● **Assigned task**: Copy out each line of the data that holds the string "gray".

● **Task inputs**:
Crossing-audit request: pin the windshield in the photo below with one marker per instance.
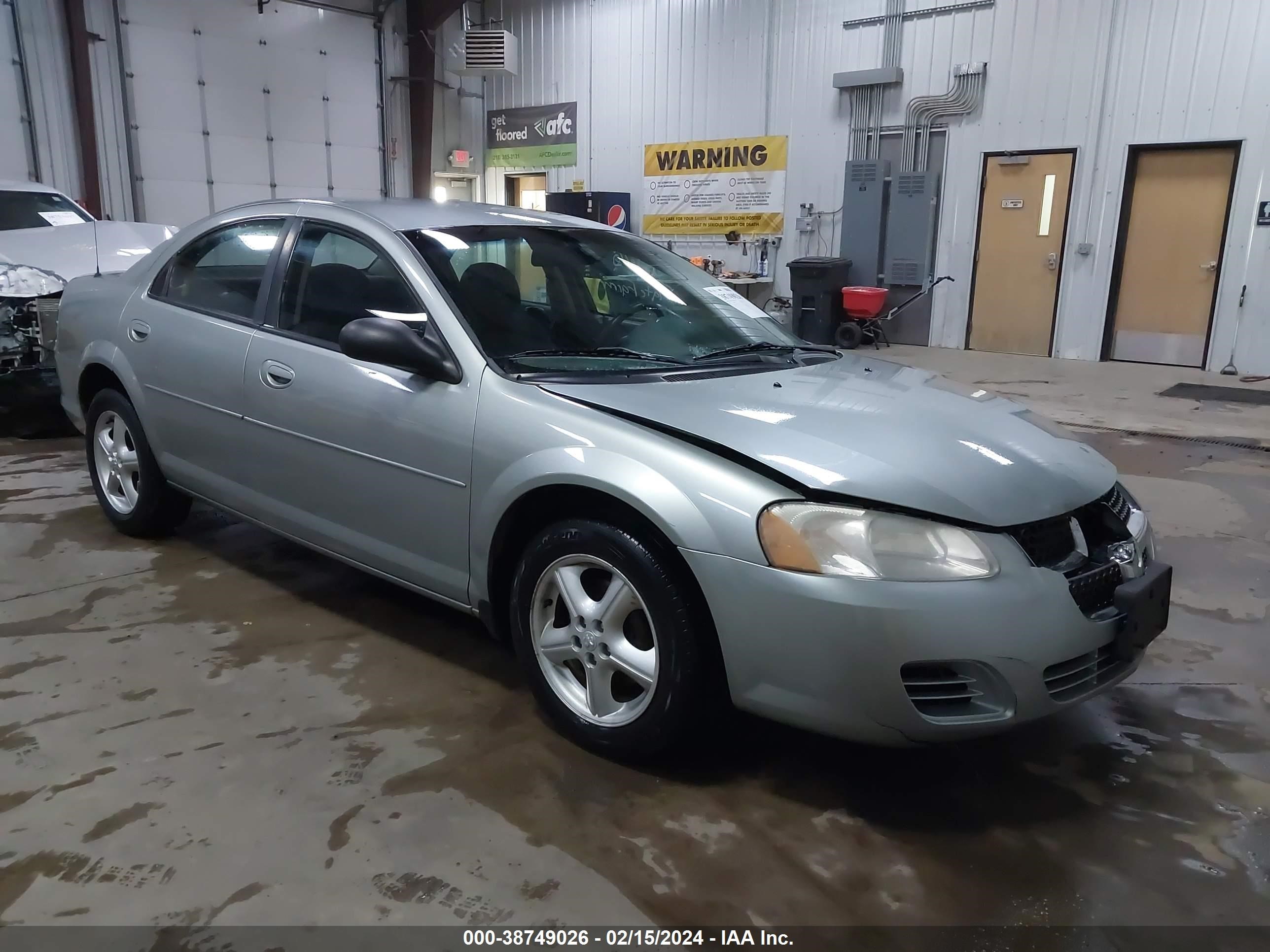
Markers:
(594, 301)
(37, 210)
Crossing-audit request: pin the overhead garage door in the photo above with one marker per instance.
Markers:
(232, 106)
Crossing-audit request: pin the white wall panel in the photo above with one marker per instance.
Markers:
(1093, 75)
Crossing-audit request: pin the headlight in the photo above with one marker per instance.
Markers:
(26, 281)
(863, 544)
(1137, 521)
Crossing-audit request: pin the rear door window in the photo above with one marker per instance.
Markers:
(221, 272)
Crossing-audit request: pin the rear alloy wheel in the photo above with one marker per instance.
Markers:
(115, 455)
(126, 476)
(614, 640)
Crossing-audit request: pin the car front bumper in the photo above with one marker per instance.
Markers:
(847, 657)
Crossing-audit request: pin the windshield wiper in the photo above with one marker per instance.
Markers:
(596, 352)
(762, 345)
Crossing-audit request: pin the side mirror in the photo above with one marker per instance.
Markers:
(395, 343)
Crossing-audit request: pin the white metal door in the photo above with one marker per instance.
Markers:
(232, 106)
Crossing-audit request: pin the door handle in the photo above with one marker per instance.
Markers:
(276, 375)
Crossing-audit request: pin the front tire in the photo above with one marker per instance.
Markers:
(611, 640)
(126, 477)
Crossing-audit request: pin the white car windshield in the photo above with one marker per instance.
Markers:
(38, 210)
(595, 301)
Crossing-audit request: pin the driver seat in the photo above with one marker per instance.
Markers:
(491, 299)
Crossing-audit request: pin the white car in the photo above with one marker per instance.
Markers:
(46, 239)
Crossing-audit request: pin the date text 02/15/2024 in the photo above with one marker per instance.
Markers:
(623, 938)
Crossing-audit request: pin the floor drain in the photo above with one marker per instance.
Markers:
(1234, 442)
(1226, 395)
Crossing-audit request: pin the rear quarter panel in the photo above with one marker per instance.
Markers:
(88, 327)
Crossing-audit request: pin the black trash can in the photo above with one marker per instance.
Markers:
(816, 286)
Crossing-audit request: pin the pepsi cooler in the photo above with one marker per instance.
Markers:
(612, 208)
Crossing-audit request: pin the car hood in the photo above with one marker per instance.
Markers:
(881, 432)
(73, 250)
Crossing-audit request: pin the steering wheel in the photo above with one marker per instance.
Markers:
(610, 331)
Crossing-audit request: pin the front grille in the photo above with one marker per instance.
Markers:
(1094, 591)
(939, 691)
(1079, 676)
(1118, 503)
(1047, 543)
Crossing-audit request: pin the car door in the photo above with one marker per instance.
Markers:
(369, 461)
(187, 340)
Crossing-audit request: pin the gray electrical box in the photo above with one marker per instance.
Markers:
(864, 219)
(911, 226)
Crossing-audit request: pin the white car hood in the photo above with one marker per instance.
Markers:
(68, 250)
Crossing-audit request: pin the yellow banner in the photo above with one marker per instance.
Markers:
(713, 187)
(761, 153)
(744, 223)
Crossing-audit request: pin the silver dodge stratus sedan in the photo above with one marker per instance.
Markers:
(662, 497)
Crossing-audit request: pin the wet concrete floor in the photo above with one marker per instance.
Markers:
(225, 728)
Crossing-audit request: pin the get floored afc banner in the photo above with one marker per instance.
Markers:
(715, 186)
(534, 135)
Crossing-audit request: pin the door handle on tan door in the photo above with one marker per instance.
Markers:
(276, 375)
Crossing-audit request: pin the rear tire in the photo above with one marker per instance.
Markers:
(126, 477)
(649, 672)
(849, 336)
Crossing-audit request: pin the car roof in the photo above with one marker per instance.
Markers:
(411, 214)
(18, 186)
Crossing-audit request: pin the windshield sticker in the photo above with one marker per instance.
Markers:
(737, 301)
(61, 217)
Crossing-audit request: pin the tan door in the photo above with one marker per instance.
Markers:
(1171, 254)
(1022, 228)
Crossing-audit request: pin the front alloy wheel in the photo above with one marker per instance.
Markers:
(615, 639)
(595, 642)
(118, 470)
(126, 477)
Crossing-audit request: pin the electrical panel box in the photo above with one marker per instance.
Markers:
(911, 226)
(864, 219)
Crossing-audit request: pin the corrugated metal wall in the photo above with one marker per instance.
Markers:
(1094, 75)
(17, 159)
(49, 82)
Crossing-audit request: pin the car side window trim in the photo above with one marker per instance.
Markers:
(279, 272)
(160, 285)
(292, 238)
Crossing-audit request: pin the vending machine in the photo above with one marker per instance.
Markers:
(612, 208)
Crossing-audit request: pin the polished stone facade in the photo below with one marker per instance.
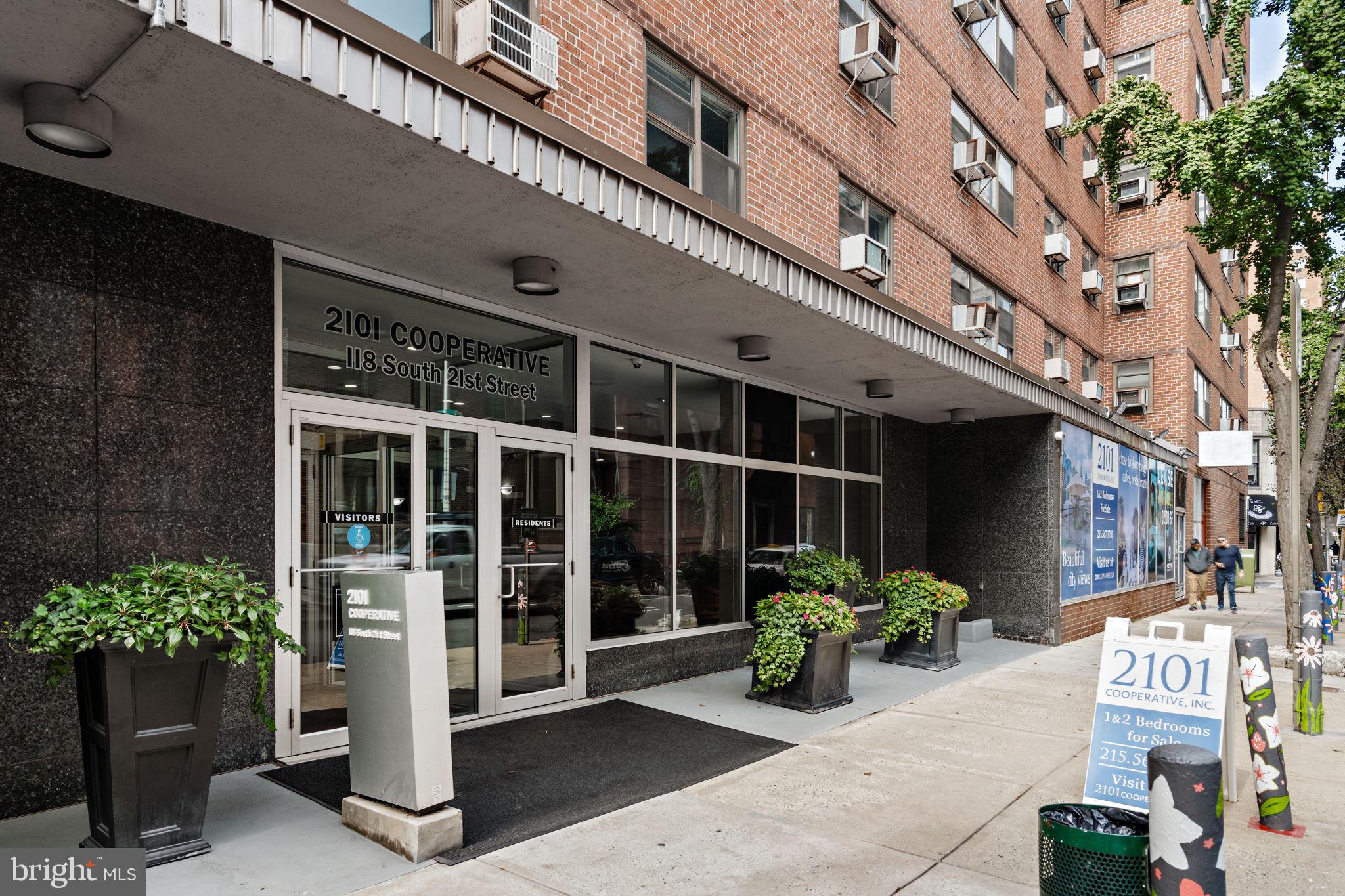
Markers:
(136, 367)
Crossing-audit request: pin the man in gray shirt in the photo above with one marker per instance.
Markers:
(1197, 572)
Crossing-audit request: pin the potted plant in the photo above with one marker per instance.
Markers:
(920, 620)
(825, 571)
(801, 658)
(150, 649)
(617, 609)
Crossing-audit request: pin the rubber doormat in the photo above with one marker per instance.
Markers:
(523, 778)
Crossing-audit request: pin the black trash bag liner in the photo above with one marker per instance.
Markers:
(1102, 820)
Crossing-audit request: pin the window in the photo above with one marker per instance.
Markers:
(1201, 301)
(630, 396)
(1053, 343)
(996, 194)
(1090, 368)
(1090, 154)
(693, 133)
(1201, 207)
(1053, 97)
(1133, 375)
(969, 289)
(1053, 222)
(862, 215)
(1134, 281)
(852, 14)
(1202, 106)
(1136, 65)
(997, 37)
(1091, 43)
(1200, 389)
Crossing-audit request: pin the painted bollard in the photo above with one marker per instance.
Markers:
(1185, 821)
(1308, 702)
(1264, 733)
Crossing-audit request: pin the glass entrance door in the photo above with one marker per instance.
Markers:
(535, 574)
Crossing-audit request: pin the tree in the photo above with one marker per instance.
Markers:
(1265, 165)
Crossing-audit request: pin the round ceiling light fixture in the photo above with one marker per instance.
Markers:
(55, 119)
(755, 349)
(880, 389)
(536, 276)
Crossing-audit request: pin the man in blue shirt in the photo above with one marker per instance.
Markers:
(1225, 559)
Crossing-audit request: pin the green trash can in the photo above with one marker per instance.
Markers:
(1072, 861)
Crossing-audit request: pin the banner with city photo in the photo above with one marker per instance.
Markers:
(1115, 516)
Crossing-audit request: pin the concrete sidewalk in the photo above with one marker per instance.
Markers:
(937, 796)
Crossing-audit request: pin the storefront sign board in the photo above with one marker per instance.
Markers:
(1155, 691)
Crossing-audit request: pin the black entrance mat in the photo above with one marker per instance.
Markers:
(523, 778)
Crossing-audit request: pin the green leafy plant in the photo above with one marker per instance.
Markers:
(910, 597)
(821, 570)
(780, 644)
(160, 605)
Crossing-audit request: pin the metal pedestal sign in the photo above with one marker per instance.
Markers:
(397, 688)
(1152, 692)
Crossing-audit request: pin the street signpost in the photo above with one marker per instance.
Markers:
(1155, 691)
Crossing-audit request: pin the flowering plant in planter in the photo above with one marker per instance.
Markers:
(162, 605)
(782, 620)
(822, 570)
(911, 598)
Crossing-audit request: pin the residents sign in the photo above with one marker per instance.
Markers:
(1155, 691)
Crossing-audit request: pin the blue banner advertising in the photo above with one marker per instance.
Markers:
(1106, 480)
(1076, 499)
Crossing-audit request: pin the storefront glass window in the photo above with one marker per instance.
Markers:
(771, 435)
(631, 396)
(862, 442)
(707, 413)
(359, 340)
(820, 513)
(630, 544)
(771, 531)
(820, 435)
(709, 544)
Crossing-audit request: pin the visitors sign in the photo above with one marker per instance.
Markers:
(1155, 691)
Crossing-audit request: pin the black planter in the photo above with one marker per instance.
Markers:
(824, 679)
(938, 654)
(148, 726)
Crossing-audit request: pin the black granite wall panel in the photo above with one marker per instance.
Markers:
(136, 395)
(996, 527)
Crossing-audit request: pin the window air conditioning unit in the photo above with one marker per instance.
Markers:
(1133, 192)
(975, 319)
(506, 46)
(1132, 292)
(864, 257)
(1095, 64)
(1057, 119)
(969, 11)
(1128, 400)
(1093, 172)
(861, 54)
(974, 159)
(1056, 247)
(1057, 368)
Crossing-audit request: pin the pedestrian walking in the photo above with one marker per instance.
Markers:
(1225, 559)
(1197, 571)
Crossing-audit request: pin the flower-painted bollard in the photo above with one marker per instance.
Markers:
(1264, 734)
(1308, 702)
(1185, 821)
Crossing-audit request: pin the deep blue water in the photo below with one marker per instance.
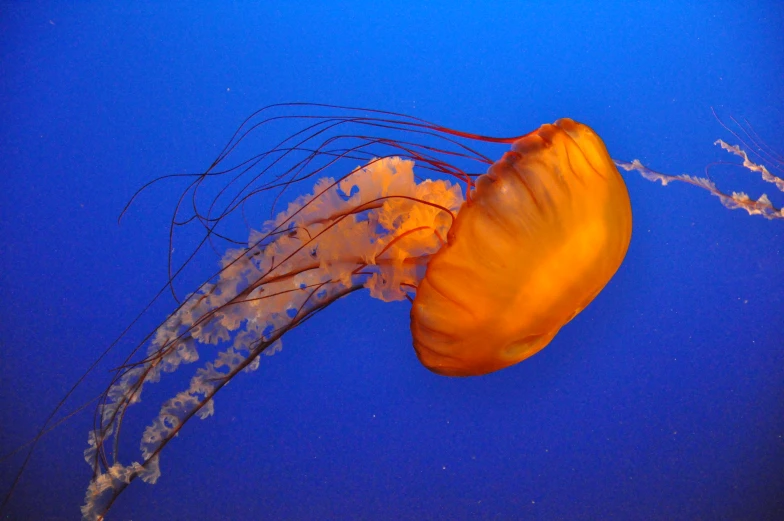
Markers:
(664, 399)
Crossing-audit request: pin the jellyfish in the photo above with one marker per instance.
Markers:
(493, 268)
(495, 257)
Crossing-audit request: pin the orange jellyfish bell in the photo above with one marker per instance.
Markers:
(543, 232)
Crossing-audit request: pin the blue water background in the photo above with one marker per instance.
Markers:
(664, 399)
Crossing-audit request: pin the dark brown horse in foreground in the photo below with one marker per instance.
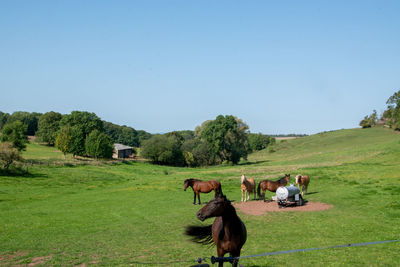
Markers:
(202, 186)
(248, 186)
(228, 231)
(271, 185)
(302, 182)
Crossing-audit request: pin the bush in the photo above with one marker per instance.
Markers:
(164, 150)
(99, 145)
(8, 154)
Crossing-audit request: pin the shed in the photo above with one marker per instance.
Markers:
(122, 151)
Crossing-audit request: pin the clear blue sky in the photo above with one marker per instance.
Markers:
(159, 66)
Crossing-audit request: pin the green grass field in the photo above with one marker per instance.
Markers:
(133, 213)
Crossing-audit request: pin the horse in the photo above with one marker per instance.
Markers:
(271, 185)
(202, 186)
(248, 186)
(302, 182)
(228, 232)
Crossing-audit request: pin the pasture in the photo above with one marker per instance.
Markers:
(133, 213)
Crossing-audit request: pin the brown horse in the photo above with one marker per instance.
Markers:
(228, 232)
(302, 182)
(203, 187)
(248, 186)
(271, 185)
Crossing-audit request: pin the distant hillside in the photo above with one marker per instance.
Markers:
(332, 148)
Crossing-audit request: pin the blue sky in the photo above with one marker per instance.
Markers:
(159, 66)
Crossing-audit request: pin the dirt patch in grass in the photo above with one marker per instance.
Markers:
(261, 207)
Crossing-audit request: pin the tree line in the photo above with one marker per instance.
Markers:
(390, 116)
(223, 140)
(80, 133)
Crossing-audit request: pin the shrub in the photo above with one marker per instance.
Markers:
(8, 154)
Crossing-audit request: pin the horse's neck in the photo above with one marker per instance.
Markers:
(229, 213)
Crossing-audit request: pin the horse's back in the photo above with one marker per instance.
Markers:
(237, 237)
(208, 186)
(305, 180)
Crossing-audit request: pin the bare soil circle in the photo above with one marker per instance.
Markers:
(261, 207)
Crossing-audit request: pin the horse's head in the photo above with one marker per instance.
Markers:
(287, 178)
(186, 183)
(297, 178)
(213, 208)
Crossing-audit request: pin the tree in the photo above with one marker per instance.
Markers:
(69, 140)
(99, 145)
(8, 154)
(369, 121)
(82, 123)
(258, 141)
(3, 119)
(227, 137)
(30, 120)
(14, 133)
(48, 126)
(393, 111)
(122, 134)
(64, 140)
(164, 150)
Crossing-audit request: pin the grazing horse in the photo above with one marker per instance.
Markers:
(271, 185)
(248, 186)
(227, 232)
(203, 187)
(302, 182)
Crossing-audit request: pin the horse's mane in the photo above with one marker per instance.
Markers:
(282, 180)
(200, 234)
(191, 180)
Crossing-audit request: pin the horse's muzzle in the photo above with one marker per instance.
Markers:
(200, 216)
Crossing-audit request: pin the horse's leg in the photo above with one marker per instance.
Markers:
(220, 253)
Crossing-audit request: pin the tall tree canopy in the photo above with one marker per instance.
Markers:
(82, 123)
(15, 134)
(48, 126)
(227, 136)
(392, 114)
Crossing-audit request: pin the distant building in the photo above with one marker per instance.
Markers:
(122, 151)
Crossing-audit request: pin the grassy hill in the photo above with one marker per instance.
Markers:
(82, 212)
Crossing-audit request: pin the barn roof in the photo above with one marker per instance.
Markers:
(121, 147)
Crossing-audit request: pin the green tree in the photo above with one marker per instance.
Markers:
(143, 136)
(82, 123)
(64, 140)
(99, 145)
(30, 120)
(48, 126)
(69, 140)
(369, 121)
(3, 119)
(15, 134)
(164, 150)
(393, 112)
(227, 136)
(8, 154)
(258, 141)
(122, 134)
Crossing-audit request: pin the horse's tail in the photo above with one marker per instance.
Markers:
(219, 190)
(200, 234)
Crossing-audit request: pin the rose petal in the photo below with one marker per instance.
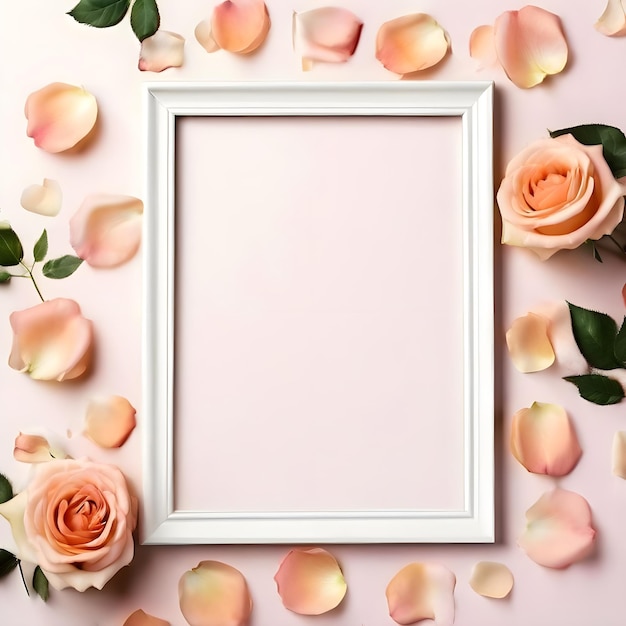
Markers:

● **Exercise result**:
Crossing-audit request: pin the gray electrical box in the photo above with one marker per instance.
Crossing-audit request: pin the man in gray shirt in the photo above with one marker per instance.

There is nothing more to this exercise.